(Object point labels)
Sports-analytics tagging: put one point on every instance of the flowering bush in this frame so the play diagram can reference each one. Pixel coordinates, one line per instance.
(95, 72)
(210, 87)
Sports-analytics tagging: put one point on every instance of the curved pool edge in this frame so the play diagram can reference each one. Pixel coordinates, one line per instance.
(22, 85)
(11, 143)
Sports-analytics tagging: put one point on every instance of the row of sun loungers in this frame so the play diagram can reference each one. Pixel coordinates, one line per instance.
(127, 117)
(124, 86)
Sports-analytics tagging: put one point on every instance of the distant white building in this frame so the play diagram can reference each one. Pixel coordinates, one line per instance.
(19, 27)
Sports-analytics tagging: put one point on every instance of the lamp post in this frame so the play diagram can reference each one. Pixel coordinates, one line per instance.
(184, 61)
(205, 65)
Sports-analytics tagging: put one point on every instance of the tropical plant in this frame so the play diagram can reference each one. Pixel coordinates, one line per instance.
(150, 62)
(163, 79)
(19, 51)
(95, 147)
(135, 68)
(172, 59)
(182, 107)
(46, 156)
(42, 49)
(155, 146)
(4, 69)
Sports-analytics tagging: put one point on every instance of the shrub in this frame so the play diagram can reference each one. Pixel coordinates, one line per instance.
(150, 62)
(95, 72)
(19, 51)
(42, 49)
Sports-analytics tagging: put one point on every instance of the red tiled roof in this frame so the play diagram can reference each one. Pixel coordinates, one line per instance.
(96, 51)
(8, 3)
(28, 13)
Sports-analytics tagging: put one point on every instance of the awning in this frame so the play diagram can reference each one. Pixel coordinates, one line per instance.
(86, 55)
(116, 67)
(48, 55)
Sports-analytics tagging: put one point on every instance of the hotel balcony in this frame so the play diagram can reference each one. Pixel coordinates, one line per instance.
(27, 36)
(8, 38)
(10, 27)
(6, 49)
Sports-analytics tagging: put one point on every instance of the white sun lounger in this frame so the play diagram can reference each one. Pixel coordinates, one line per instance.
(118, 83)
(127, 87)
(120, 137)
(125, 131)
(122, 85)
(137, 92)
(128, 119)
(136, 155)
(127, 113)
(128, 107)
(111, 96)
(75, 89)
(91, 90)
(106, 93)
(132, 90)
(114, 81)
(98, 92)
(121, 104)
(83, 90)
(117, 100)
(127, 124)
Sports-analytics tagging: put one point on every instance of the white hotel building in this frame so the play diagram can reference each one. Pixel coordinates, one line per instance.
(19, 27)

### CHALLENGE
Starting at the line that contains "the white hotel" and ending at the last line of the entries, write out those lines again with the requests included. Scale every point coordinate by 2.45 and round to whole numbers, with halves rounded up.

### SOLUTION TO THE PROBLEM
Sports-analytics tagging: put one point on every instance of the white hotel building in this frame so the play diagram can reference each one. Pixel coordinates, one line per instance.
(47, 66)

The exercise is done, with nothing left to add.